■ Stated goal: Duplicate every line of the listing below verbatim, leaving out the pictures.
++++ Records to use
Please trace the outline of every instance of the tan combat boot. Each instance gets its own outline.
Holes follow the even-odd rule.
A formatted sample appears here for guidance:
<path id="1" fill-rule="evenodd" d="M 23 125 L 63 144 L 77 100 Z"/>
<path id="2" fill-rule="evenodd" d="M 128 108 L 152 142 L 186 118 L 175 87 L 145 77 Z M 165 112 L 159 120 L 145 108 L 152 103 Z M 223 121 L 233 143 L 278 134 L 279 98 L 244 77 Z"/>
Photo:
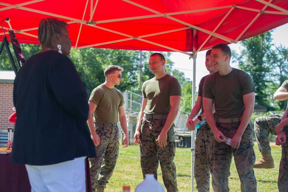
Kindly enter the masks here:
<path id="1" fill-rule="evenodd" d="M 253 168 L 261 169 L 271 169 L 274 168 L 274 160 L 272 157 L 271 153 L 261 153 L 262 155 L 261 158 L 257 161 L 254 166 Z"/>
<path id="2" fill-rule="evenodd" d="M 104 188 L 102 187 L 97 187 L 96 188 L 96 192 L 104 192 Z"/>

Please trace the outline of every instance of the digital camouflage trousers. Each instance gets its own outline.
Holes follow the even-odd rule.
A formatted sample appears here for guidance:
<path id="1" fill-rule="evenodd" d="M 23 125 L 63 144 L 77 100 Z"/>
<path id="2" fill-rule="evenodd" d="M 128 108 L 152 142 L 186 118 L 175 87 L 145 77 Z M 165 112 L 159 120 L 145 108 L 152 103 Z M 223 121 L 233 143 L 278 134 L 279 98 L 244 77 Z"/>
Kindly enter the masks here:
<path id="1" fill-rule="evenodd" d="M 223 135 L 232 138 L 236 133 L 240 122 L 216 122 L 217 128 Z M 212 182 L 216 192 L 228 192 L 228 177 L 230 176 L 230 166 L 234 156 L 236 169 L 241 183 L 241 191 L 256 192 L 256 179 L 253 166 L 255 157 L 253 146 L 254 143 L 252 137 L 252 129 L 249 123 L 244 131 L 240 146 L 238 149 L 233 148 L 224 142 L 213 141 L 212 146 L 212 167 L 213 180 Z"/>
<path id="2" fill-rule="evenodd" d="M 100 143 L 95 146 L 96 156 L 89 158 L 91 184 L 94 191 L 97 187 L 106 187 L 116 165 L 119 152 L 118 127 L 96 126 L 95 131 Z"/>
<path id="3" fill-rule="evenodd" d="M 276 135 L 275 127 L 281 121 L 282 115 L 270 115 L 256 118 L 254 123 L 257 145 L 259 151 L 271 153 L 269 133 Z"/>
<path id="4" fill-rule="evenodd" d="M 286 133 L 286 143 L 282 145 L 282 156 L 279 166 L 278 188 L 279 192 L 288 191 L 288 133 Z"/>
<path id="5" fill-rule="evenodd" d="M 210 191 L 210 172 L 212 174 L 212 144 L 214 140 L 213 132 L 208 124 L 197 130 L 195 141 L 194 177 L 196 189 L 200 192 Z M 213 179 L 213 174 L 211 174 Z"/>
<path id="6" fill-rule="evenodd" d="M 140 140 L 141 165 L 143 177 L 154 174 L 157 179 L 159 162 L 164 185 L 167 192 L 178 192 L 176 166 L 173 160 L 175 155 L 175 136 L 173 124 L 167 133 L 167 145 L 160 147 L 156 141 L 166 122 L 166 119 L 143 117 L 141 119 Z"/>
++++++++
■ Answer to this task:
Please trace the outline of every instance of the tan combat boot. Each instance gets its own outline.
Holes follow the even-odd rule.
A formatted sample appears here for guidance:
<path id="1" fill-rule="evenodd" d="M 23 125 L 63 144 L 77 100 Z"/>
<path id="2" fill-rule="evenodd" d="M 128 108 L 152 142 L 186 118 L 175 87 L 145 77 Z M 165 112 L 159 120 L 145 108 L 152 103 Z M 223 121 L 233 143 L 278 134 L 279 98 L 244 77 Z"/>
Photo:
Kindly enter the masks here:
<path id="1" fill-rule="evenodd" d="M 253 168 L 261 169 L 271 169 L 274 168 L 274 160 L 272 157 L 271 153 L 261 153 L 262 155 L 261 158 L 257 161 L 254 166 Z"/>
<path id="2" fill-rule="evenodd" d="M 104 188 L 102 187 L 97 187 L 96 188 L 96 192 L 104 192 Z"/>

Please trace the outline of every instance of the digital camouflage trousers. Each instance gets its own outline.
Holes follow the even-odd rule.
A formatted sample appears here for guidance:
<path id="1" fill-rule="evenodd" d="M 23 125 L 63 144 L 77 100 Z"/>
<path id="2" fill-rule="evenodd" d="M 128 108 L 152 142 L 186 118 L 175 87 L 145 77 Z M 165 112 L 159 120 L 145 108 L 152 103 Z M 223 121 L 233 143 L 278 134 L 279 98 L 244 77 Z"/>
Kindly enter the masks here:
<path id="1" fill-rule="evenodd" d="M 223 135 L 232 138 L 236 133 L 240 122 L 216 122 L 217 128 Z M 212 182 L 216 192 L 228 192 L 228 177 L 230 176 L 230 166 L 234 156 L 236 169 L 241 183 L 241 191 L 256 192 L 256 179 L 253 166 L 255 157 L 253 146 L 254 143 L 252 137 L 252 129 L 249 123 L 244 131 L 240 146 L 238 149 L 233 148 L 224 142 L 213 141 L 212 146 L 212 167 L 213 180 Z"/>
<path id="2" fill-rule="evenodd" d="M 100 143 L 95 146 L 96 156 L 89 158 L 91 184 L 94 191 L 97 187 L 106 187 L 116 165 L 119 152 L 118 127 L 96 126 L 95 131 Z"/>
<path id="3" fill-rule="evenodd" d="M 276 135 L 275 127 L 281 121 L 282 115 L 270 115 L 256 118 L 254 123 L 257 145 L 259 151 L 271 153 L 269 133 Z"/>
<path id="4" fill-rule="evenodd" d="M 286 133 L 286 143 L 282 145 L 282 156 L 279 166 L 278 188 L 279 192 L 288 191 L 288 133 Z"/>
<path id="5" fill-rule="evenodd" d="M 210 191 L 210 172 L 212 174 L 212 144 L 214 140 L 213 132 L 208 124 L 197 130 L 195 141 L 194 177 L 196 189 L 200 192 Z M 213 179 L 213 174 L 211 174 Z"/>
<path id="6" fill-rule="evenodd" d="M 140 140 L 141 165 L 143 177 L 154 174 L 157 179 L 159 162 L 164 185 L 167 192 L 178 192 L 176 166 L 173 160 L 175 155 L 175 136 L 173 124 L 167 133 L 167 145 L 160 147 L 156 141 L 166 122 L 166 119 L 143 117 L 141 119 Z"/>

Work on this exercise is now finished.